__Records provided__
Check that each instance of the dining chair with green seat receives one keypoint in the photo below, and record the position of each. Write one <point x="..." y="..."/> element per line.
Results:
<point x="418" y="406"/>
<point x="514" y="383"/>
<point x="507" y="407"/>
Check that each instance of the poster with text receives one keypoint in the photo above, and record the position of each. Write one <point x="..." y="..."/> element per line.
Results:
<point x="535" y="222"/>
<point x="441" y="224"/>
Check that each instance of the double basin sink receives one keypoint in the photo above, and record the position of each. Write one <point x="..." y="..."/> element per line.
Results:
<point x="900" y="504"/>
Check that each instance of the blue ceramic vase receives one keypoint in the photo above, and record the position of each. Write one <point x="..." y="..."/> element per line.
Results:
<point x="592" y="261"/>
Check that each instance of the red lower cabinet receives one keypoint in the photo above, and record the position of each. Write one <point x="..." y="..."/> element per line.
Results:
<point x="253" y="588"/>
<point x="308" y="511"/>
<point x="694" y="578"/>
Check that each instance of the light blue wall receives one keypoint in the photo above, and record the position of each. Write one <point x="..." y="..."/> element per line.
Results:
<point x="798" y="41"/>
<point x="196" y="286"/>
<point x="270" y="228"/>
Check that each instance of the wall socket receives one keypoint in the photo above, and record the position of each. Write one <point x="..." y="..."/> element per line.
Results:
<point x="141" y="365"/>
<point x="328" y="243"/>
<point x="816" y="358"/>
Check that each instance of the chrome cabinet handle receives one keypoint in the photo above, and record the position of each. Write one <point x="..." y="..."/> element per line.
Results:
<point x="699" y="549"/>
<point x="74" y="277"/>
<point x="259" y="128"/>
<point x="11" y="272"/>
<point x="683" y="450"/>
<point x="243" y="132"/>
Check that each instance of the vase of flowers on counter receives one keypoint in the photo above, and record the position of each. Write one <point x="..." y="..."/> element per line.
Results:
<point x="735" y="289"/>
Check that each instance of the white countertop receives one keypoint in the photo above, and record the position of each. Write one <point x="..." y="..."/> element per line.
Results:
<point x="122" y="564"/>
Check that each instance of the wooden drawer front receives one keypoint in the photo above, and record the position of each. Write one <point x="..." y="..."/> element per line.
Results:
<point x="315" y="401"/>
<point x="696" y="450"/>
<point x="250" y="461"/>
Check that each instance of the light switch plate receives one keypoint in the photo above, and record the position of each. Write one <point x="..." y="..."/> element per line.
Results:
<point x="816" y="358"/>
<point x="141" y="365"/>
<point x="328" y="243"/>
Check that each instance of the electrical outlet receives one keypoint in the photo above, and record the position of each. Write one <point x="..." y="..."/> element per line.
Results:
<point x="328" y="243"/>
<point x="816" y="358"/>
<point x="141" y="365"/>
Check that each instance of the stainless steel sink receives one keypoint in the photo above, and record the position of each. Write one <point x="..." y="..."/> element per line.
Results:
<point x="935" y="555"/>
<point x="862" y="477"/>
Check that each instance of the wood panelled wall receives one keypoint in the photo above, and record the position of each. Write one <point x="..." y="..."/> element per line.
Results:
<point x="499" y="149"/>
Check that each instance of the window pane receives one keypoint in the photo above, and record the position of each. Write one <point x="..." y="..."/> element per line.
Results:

__Set exercise__
Render every line of the data above as a Markdown table with the columns Row and Entry, numbering the rows consecutively. Omit any blank lines.

__Worked answer__
| Row | Entry |
|---|---|
| 1 | Check that each instance of the dining chair with green seat receives one keypoint in the photo below, and record the position of each. Write one <point x="..." y="..."/> element per line. |
| 2 | Results: |
| 3 | <point x="418" y="406"/> |
| 4 | <point x="514" y="383"/> |
| 5 | <point x="507" y="407"/> |
| 6 | Check that each instance of the poster with text receives one keypoint in the photo above, and record the position of each. Write one <point x="..." y="..."/> element per line. |
| 7 | Results: |
| 8 | <point x="535" y="222"/> |
| 9 | <point x="441" y="224"/> |
| 10 | Check that each instance of the double basin sink receives one keypoint in the photo above, and record the position of each. Write one <point x="..." y="..."/> element per line. |
| 11 | Results: |
| 12 | <point x="900" y="504"/> |
| 13 | Check that each instance of the blue ceramic vase receives one keypoint in the photo above, and record the position of each. Write one <point x="..." y="..."/> element per line. |
| 14 | Results: |
| 15 | <point x="592" y="261"/> |
| 16 | Check that each instance of the red lower cabinet receives one keypoint in the photo above, and record the position of each. Write one <point x="..." y="..."/> element per line. |
| 17 | Results: |
| 18 | <point x="253" y="588"/> |
| 19 | <point x="308" y="511"/> |
| 20 | <point x="694" y="578"/> |
| 21 | Check that each instance of the light blue wall receives one keypoint in the photo above, and record the position of each. Write one <point x="..." y="..."/> element per line. |
| 22 | Results: |
| 23 | <point x="798" y="41"/> |
| 24 | <point x="196" y="286"/> |
| 25 | <point x="270" y="228"/> |
| 26 | Check that each instance of the wall socket receives one keypoint in the photo above, and record the position of each. Write one <point x="..." y="..."/> element per line. |
| 27 | Results: |
| 28 | <point x="141" y="365"/> |
| 29 | <point x="328" y="243"/> |
| 30 | <point x="816" y="358"/> |
| 31 | Check that each instance of the chrome cabinet handle receives one keypoint in the photo above, and record the position of each. Write one <point x="..." y="..."/> element per line. |
| 32 | Results: |
| 33 | <point x="699" y="549"/> |
| 34 | <point x="74" y="277"/> |
| 35 | <point x="259" y="128"/> |
| 36 | <point x="11" y="272"/> |
| 37 | <point x="683" y="450"/> |
| 38 | <point x="243" y="132"/> |
| 39 | Check that each instance of the vase of flowers on counter receives one keypoint in the photo above, and record the position of each. Write one <point x="..." y="..."/> element per line. |
| 40 | Results: |
| 41 | <point x="735" y="289"/> |
| 42 | Check that each instance of the white countertop receives one keypoint in the photo above, and record the position of each. Write one <point x="..." y="..."/> element per line. |
| 43 | Results: |
| 44 | <point x="122" y="564"/> |
| 45 | Check that each instance of the wooden drawer front receives one keypoint in the photo above, and record the position of each. Write one <point x="..." y="..."/> element per line. |
| 46 | Results: |
| 47 | <point x="315" y="401"/> |
| 48 | <point x="696" y="450"/> |
| 49 | <point x="250" y="461"/> |
| 50 | Check that each instance of the light switch plate receives one keypoint in the photo above, and record the position of each. Write one <point x="..." y="..."/> element per line. |
| 51 | Results: |
| 52 | <point x="816" y="358"/> |
| 53 | <point x="141" y="365"/> |
| 54 | <point x="328" y="243"/> |
| 55 | Check that each instance of the electrical outlet receives one keypoint in the photo above, and record the position of each. Write one <point x="..." y="..."/> element per line. |
| 56 | Results: |
| 57 | <point x="328" y="243"/> |
| 58 | <point x="816" y="358"/> |
| 59 | <point x="141" y="365"/> |
| 60 | Check that each instance of the stainless steel sink receives one keypoint in the photo above, and record the position of each. Write one <point x="..." y="..."/> element per line. |
| 61 | Results: |
| 62 | <point x="935" y="555"/> |
| 63 | <point x="862" y="477"/> |
| 64 | Check that each instance of the wood panelled wall receives one keypoint in the photo above, and record the position of each. Write one <point x="..." y="..."/> element per line. |
| 65 | Results: |
| 66 | <point x="499" y="149"/> |
| 67 | Check that each instance of the window pane receives one keypoint in the photo above, and record the position of each. Write one <point x="..." y="..."/> element per line. |
| 68 | Results: |